*Ausgangstext*:

Andrea Wilhaus: Jedes Unternehmen setzt je nach Branche unterschiedliche Schwerpunkte. Der Focus ist aber sicher beim Arbeitsplatz zu sehen. Im Projekt erarbeiten die Firmen etwa Weiterbildungskonzepte oder Maßnahmen für die Gesundheit ihrer Mitarbeiter.

Für die beteiligten Mode-Einzelhändler ist angesichts der problematischen Produktionsbedingungen im Textilsektor die Verantwortung in der Lieferkette noch ein wichtiges Thema. Sie planen, ihre Lieferanten über die Einhaltung von Anforderungen im Bereich Umwelt und Soziales zu befragen, etwa was den Ausschluss von Kinderarbeit anbelangt. Zusammen mit den beteiligten Initiativen „Schmeck die Teck“ und dem Eine-Welt-Verein sollen auch Informationsveranstaltungen zum regionalen und fairen Einkauf stattfinden.

Betonen möchte ich noch, dass es sich hier um einen gemeinsamen Lernprozess der Unternehmen handelt. Die Unternehmen gehen den Weg gemeinsam und lernen voneinander – das macht den Reiz des Projekts aus.

*Deine Aufgaben*:
1) Schreib aus dem Ausgangstext alles von „Andrea Wilhaus: Jedes“ bis hinunter zu „Gesundheit ihrer Mitarbeiter.“ ab.
2) Fass den Absatz im Ausgangstext, der mit „Für die beteiligten Mode-Einzelhändler“ beginnt, als kurze Liste mit seinen wichtigsten Fakten zusammen.
3) Wo sieht Andrea Wilhaus laut Ausgangstext den Schwerpunkt der Unternehmen?
Die Zeilen danach stehen für sich und gehören nicht zum Ausgangstext.

*Datenzeilen*:
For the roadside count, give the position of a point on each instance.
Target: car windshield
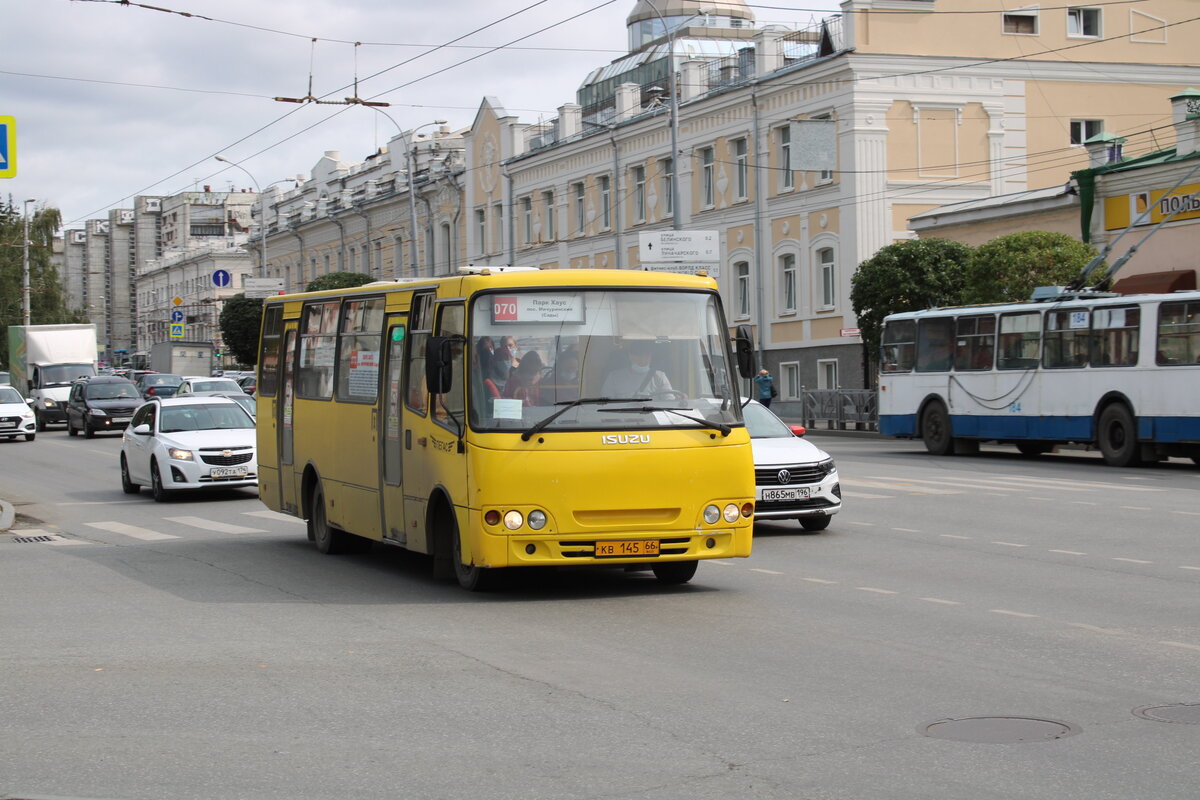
(594, 360)
(204, 417)
(762, 423)
(112, 391)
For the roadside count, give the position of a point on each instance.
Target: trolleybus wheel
(675, 571)
(935, 429)
(1117, 437)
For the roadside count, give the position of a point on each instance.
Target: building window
(481, 230)
(1084, 22)
(1084, 130)
(742, 157)
(790, 376)
(787, 274)
(666, 169)
(827, 373)
(1021, 22)
(828, 277)
(605, 202)
(742, 269)
(706, 178)
(785, 158)
(639, 193)
(580, 215)
(547, 206)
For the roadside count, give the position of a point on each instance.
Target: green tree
(906, 276)
(241, 319)
(339, 281)
(47, 299)
(1008, 269)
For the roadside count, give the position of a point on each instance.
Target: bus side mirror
(438, 373)
(743, 344)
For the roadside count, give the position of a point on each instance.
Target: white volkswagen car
(793, 477)
(189, 443)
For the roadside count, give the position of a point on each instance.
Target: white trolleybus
(1117, 373)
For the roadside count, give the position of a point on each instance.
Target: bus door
(391, 439)
(432, 423)
(285, 408)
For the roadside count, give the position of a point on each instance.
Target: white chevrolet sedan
(189, 443)
(793, 477)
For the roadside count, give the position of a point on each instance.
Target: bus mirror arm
(743, 344)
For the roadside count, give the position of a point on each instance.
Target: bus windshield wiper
(699, 420)
(569, 404)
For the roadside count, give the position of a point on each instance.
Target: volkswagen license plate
(228, 471)
(795, 493)
(628, 548)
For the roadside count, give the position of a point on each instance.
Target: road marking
(209, 524)
(144, 534)
(275, 515)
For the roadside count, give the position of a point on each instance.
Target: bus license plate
(798, 493)
(627, 548)
(227, 471)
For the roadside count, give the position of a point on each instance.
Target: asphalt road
(203, 648)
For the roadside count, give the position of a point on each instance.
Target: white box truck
(45, 359)
(181, 358)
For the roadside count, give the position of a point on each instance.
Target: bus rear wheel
(936, 431)
(1117, 437)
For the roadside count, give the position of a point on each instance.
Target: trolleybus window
(1115, 336)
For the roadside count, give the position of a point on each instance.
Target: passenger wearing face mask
(637, 379)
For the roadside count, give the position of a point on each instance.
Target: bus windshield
(595, 360)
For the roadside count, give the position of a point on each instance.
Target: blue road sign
(7, 146)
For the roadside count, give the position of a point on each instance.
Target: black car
(101, 403)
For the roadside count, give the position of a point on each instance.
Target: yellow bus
(509, 417)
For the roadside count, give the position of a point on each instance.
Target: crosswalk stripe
(144, 534)
(209, 524)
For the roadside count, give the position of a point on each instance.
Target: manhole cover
(1187, 713)
(999, 731)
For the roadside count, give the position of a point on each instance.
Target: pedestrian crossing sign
(7, 146)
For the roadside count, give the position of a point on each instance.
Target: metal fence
(835, 409)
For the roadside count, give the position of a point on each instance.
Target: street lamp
(262, 250)
(24, 264)
(673, 109)
(411, 161)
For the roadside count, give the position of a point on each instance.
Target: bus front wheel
(1117, 437)
(935, 429)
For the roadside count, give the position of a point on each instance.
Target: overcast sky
(115, 101)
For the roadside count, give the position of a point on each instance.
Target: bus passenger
(637, 379)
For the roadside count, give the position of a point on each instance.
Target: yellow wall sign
(1123, 209)
(7, 146)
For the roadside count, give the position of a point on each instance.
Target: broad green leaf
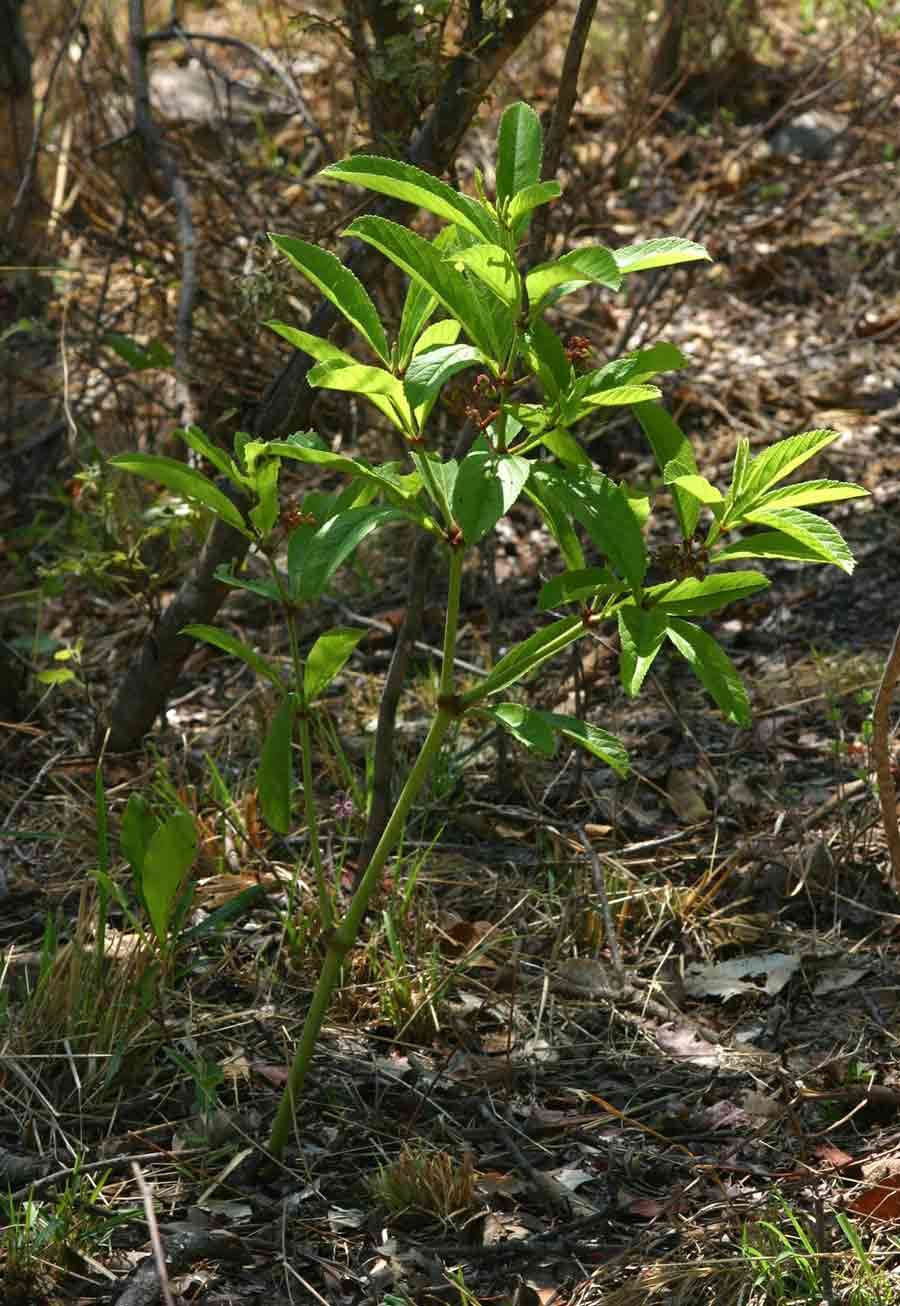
(276, 775)
(184, 481)
(813, 532)
(337, 284)
(530, 197)
(327, 657)
(619, 395)
(604, 511)
(139, 826)
(419, 259)
(397, 486)
(169, 857)
(443, 474)
(264, 588)
(519, 149)
(528, 726)
(315, 346)
(546, 357)
(601, 743)
(781, 459)
(557, 521)
(375, 383)
(770, 543)
(527, 657)
(566, 448)
(581, 267)
(692, 597)
(494, 268)
(265, 486)
(486, 487)
(810, 491)
(431, 370)
(331, 546)
(418, 307)
(140, 358)
(669, 443)
(235, 647)
(696, 486)
(409, 183)
(640, 637)
(58, 675)
(578, 585)
(201, 444)
(657, 254)
(713, 669)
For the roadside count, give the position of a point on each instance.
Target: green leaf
(375, 383)
(781, 459)
(579, 268)
(139, 826)
(546, 357)
(234, 647)
(811, 491)
(419, 260)
(696, 597)
(331, 546)
(618, 395)
(327, 657)
(519, 149)
(813, 532)
(640, 637)
(201, 444)
(418, 307)
(525, 657)
(601, 743)
(713, 669)
(494, 268)
(770, 543)
(657, 254)
(276, 775)
(265, 486)
(557, 521)
(264, 588)
(409, 183)
(669, 444)
(140, 358)
(184, 481)
(59, 675)
(604, 511)
(433, 368)
(530, 197)
(486, 487)
(579, 584)
(566, 448)
(695, 485)
(169, 857)
(337, 284)
(389, 482)
(525, 725)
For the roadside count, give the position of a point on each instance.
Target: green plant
(421, 1179)
(789, 1266)
(529, 393)
(42, 1237)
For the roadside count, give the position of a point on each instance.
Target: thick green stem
(345, 934)
(325, 908)
(325, 905)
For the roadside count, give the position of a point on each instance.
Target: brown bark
(288, 402)
(16, 122)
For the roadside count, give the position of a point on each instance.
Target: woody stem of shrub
(344, 935)
(881, 747)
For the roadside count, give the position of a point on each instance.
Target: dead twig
(881, 748)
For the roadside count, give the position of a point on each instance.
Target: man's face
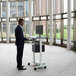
(22, 22)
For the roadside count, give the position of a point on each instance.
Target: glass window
(20, 9)
(12, 9)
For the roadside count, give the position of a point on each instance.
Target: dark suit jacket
(19, 36)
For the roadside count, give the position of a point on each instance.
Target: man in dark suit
(20, 44)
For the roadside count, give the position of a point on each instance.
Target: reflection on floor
(60, 61)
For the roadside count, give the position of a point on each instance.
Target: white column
(62, 21)
(40, 9)
(74, 29)
(54, 22)
(51, 22)
(7, 20)
(69, 26)
(17, 10)
(30, 17)
(24, 21)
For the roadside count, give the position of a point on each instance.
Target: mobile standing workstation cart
(38, 48)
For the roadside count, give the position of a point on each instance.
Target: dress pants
(19, 55)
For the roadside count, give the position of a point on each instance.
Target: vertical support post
(17, 11)
(7, 20)
(30, 17)
(74, 28)
(40, 9)
(69, 26)
(24, 21)
(54, 11)
(62, 21)
(51, 22)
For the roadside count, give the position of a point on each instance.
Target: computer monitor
(39, 29)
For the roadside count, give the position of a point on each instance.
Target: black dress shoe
(22, 68)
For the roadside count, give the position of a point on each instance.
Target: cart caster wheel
(35, 68)
(45, 67)
(28, 63)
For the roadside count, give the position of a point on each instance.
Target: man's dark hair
(19, 21)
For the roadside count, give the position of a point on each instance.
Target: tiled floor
(60, 61)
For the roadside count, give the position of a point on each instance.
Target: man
(20, 44)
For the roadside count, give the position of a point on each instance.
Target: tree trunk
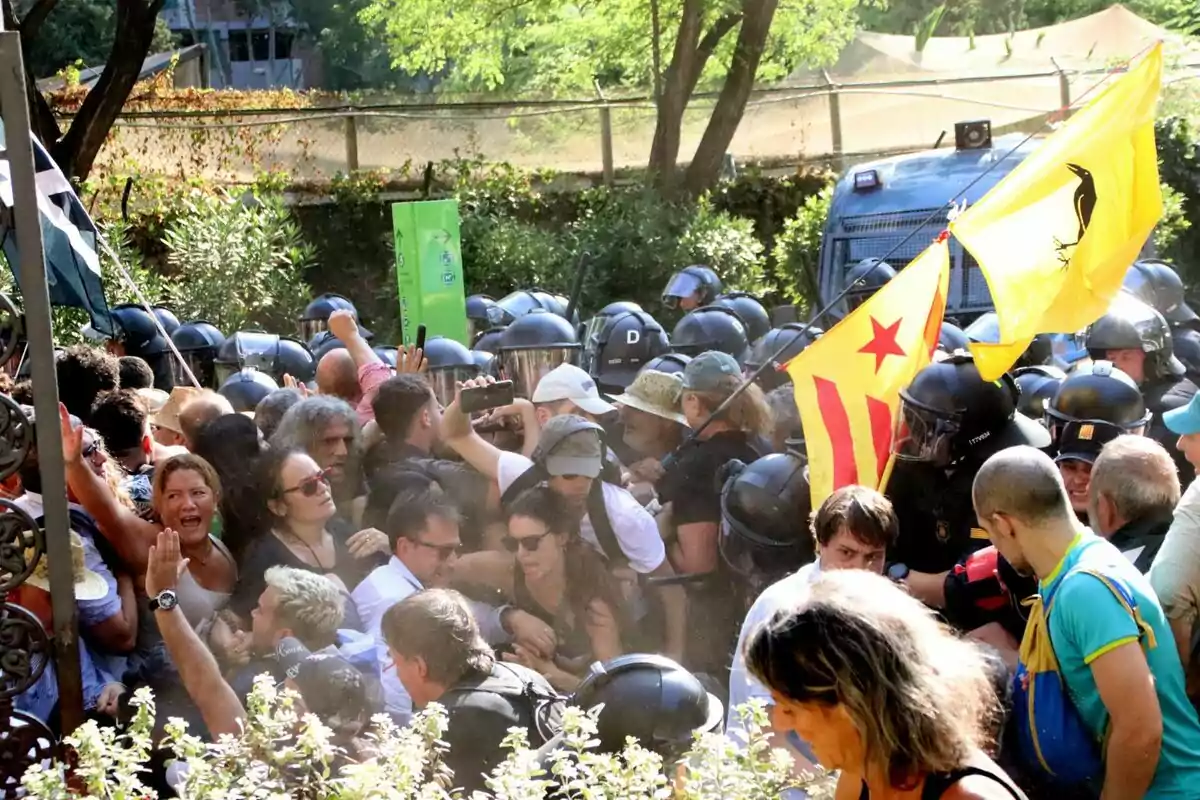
(731, 104)
(77, 151)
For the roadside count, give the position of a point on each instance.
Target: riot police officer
(711, 328)
(749, 311)
(449, 362)
(793, 337)
(1138, 341)
(533, 346)
(765, 522)
(246, 388)
(271, 355)
(691, 288)
(315, 318)
(627, 343)
(198, 342)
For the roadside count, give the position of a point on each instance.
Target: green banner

*Lösungen*:
1)
Andrea Wilhaus: Jedes Unternehmen setzt je nach Branche unterschiedliche Schwerpunkte. Der Focus ist aber sicher beim Arbeitsplatz zu sehen. Im Projekt erarbeiten die Firmen etwa Weiterbildungskonzepte oder Maßnahmen für die Gesundheit ihrer Mitarbeiter.

2)
- Für die beteiligten Mode-Einzelhändler ist die Verantwortung in der Lieferkette wegen der problematischen Produktionsbedingungen im Textilsektor ein wichtiges Thema.
- Sie wollen ihre Lieferanten befragen, ob diese Anforderungen im Bereich Umwelt und Soziales einhalten, etwa beim Ausschluss von Kinderarbeit.
- Zusammen mit „Schmeck die Teck“ und dem Eine-Welt-Verein sollen Informationsveranstaltungen zum regionalen und fairen Einkauf stattfinden.

3) Beim Arbeitsplatz.